'''
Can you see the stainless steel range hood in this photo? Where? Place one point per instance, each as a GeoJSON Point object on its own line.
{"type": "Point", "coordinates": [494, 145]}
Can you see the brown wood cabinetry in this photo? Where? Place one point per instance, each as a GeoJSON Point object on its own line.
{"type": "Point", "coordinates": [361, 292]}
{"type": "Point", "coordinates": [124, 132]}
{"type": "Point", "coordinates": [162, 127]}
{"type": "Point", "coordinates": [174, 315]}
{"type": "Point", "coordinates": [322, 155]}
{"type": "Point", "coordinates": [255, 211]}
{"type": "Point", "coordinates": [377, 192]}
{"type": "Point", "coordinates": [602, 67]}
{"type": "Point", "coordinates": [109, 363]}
'''
'''
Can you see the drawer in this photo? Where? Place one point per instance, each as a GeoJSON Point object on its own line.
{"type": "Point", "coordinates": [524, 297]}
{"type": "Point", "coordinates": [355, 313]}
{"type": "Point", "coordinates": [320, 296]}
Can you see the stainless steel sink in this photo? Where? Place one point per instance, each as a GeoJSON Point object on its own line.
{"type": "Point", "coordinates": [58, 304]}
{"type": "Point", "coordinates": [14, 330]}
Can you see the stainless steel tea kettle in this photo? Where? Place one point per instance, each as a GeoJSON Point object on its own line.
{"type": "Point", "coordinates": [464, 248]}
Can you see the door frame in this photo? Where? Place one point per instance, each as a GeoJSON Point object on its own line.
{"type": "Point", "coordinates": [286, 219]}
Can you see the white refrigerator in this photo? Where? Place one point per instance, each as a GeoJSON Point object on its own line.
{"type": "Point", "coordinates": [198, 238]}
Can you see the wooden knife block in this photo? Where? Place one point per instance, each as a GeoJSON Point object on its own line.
'''
#### What is required
Echo every record, unchanged, between the line containing "Can you see the stainless steel sink" and the line containing "Can you see the wooden", both of those lines included.

#### Answer to the task
Can you see the stainless steel sink in this photo? Where? Place one point per instance, each as a GeoJSON Point object on its own line.
{"type": "Point", "coordinates": [58, 304]}
{"type": "Point", "coordinates": [14, 330]}
Can you see the stainless steel tea kettle in this photo? Where? Place one point per instance, each as a GeoJSON Point object on its own line.
{"type": "Point", "coordinates": [464, 248]}
Can you see the door frame in this photo? Where? Place one point per instance, each as a GeoJSON Point object on its own line.
{"type": "Point", "coordinates": [286, 219]}
Can you see the white refrigerator in this photo? Where? Place one point per instance, each as a GeoJSON Point object on its own line.
{"type": "Point", "coordinates": [198, 238]}
Can you see the wooden knife block in this photo? Where? Place one point per instance, each as a GeoJSON Point object on its own line.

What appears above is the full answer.